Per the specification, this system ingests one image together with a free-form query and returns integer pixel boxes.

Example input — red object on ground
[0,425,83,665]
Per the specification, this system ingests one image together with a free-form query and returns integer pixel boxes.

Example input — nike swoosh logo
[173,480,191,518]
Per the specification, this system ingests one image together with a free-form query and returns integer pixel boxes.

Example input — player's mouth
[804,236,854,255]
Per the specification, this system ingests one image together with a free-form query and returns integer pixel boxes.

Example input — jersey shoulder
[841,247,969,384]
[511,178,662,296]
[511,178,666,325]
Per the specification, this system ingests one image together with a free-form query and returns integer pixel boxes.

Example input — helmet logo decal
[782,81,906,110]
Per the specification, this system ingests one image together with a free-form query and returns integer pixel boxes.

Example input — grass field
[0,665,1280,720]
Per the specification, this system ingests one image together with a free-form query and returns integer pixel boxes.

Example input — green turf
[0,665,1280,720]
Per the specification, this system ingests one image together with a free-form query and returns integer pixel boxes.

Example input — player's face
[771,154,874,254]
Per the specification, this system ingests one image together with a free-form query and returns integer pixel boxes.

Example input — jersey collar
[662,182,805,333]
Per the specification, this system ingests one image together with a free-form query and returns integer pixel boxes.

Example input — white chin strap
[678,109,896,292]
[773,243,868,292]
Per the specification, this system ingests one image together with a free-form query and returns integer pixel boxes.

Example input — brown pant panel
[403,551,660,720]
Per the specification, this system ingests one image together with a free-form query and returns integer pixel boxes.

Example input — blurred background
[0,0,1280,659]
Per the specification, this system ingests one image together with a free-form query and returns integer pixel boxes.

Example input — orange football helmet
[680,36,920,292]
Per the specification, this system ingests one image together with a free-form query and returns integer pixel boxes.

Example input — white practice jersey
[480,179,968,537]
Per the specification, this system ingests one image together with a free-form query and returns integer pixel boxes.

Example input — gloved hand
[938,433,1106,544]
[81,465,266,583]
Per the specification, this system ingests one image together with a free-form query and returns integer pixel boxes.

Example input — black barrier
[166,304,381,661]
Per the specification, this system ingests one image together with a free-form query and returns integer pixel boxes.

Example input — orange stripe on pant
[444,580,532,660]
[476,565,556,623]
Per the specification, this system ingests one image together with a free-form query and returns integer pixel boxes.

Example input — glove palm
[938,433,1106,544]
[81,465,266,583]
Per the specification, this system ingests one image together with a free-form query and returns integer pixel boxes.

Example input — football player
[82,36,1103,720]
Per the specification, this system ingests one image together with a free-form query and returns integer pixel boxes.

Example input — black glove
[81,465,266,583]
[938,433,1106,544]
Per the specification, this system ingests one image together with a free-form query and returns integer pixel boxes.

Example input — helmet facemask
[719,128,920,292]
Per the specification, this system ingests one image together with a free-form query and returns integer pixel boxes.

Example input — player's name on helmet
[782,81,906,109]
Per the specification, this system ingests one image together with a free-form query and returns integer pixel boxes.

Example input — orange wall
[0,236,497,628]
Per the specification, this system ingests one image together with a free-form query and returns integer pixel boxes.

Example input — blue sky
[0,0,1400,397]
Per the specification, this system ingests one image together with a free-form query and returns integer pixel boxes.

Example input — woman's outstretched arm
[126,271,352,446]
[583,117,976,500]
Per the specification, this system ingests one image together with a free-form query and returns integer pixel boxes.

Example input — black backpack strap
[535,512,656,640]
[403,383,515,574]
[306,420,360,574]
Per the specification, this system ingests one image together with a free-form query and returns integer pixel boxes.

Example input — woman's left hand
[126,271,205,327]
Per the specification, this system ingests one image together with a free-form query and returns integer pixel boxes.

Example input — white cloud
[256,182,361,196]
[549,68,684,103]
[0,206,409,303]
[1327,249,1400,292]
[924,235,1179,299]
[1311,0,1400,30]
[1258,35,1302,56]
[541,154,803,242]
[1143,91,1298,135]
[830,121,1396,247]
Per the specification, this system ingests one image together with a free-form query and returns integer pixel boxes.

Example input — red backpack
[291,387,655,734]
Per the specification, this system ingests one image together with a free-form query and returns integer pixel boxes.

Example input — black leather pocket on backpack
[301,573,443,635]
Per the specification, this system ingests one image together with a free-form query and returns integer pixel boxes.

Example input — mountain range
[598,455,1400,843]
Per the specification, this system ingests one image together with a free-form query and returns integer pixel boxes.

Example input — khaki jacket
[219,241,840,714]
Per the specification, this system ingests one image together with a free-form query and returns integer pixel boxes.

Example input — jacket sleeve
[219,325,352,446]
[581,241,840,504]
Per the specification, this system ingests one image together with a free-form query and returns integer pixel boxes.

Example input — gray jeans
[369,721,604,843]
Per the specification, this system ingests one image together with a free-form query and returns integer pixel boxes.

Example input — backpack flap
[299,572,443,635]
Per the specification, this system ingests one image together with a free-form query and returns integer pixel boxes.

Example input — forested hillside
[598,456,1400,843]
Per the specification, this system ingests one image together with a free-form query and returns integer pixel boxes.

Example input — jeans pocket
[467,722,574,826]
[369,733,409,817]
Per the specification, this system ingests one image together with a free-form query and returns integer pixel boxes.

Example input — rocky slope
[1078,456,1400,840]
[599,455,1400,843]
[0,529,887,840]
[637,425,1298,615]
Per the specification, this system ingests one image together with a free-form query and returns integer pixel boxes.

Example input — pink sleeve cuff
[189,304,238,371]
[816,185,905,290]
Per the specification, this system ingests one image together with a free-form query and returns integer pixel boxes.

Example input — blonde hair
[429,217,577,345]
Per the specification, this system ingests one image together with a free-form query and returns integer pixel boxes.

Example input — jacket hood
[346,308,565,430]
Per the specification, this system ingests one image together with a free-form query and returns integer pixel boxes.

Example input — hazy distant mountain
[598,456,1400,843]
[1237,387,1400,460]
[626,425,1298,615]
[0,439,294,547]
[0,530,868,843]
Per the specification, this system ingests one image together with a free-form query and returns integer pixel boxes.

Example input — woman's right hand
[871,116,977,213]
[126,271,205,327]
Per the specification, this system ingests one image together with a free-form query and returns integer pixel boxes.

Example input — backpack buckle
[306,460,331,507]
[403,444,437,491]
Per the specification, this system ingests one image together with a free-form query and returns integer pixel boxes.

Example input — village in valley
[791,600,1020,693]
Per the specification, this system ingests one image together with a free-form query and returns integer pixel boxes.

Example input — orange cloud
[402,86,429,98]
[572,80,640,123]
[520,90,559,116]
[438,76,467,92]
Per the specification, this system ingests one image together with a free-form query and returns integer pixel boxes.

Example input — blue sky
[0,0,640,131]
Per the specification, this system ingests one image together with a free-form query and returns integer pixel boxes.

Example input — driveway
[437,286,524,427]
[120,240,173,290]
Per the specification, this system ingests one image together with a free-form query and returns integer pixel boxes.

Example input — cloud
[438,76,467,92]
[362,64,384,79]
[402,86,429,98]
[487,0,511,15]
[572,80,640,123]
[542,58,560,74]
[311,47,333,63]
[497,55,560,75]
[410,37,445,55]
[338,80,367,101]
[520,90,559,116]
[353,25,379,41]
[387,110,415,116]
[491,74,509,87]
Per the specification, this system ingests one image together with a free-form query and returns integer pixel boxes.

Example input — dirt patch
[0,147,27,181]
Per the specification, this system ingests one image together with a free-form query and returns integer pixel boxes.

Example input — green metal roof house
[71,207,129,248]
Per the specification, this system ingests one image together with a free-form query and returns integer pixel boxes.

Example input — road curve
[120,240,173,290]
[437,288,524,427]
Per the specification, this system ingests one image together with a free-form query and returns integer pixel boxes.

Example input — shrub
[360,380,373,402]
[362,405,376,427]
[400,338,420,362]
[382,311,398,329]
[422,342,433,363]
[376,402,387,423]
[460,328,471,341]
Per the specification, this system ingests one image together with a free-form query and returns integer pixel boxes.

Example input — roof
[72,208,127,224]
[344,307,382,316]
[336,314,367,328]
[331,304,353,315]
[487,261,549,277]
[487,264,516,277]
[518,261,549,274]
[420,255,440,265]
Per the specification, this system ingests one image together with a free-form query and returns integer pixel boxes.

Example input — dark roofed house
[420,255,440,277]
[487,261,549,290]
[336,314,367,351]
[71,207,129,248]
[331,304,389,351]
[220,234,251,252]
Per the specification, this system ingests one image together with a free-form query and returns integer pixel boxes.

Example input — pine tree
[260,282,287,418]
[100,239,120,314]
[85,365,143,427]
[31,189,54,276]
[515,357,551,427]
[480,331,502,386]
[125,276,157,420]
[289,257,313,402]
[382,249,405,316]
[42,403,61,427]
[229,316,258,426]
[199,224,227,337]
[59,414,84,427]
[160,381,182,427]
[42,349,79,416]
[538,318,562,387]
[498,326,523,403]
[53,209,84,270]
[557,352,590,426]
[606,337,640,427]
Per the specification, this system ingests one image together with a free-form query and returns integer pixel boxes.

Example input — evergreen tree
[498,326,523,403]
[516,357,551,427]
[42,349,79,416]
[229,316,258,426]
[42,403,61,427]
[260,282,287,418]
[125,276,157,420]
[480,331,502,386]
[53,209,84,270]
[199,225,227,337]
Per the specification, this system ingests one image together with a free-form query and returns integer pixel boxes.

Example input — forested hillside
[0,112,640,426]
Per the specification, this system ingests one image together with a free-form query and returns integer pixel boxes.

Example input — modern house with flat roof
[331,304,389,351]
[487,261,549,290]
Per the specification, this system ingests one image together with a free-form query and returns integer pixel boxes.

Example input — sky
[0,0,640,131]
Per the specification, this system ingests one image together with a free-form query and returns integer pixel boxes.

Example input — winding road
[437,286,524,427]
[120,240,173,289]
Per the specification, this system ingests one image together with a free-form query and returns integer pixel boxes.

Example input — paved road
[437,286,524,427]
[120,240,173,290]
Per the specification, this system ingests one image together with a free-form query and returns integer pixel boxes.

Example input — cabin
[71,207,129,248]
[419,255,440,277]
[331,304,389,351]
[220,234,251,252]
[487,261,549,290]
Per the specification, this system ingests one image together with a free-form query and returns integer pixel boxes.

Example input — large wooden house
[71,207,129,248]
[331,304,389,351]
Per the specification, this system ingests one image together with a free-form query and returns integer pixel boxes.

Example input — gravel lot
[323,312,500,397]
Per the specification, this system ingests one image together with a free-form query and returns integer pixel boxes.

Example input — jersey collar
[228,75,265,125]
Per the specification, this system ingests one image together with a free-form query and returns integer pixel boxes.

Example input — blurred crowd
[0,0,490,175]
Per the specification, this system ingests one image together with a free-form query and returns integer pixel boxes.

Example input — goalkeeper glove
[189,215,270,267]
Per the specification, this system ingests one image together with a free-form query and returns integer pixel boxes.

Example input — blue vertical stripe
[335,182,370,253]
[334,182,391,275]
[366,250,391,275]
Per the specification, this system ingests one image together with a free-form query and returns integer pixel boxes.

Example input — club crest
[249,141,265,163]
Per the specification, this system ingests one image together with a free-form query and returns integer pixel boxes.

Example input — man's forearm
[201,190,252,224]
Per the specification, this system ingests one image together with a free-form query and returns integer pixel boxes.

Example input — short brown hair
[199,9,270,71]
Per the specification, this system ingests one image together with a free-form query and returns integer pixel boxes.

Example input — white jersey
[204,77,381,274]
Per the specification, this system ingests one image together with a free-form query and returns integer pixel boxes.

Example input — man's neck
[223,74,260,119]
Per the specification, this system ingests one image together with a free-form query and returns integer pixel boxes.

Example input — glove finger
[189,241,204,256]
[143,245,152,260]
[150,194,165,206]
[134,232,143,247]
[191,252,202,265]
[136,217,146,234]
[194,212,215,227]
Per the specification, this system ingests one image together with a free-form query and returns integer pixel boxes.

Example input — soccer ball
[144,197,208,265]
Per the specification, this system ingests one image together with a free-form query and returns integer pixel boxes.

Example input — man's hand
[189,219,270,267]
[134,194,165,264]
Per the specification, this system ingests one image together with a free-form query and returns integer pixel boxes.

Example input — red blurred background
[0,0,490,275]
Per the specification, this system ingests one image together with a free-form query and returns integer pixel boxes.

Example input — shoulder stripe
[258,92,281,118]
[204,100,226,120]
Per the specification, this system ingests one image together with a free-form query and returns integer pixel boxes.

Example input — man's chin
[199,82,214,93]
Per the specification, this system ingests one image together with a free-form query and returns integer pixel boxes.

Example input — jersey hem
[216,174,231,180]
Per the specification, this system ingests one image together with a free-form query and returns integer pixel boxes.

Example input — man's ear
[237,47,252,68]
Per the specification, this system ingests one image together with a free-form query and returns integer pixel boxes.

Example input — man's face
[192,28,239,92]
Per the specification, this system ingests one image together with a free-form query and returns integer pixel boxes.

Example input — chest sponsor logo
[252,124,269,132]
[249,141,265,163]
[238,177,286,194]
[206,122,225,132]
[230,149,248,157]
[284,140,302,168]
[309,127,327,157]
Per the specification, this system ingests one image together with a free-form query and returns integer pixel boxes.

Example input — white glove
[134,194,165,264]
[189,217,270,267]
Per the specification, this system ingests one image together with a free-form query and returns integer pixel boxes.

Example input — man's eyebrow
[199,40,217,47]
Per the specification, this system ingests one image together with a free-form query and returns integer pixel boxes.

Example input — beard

What is asked> Please pick out and copy every line of the records above that contains the word "orange". Case counts.

Expected answer>
Example input — orange football helmet
Example input — orange stripe on pant
Example input — orange wall
Example input — orange cloud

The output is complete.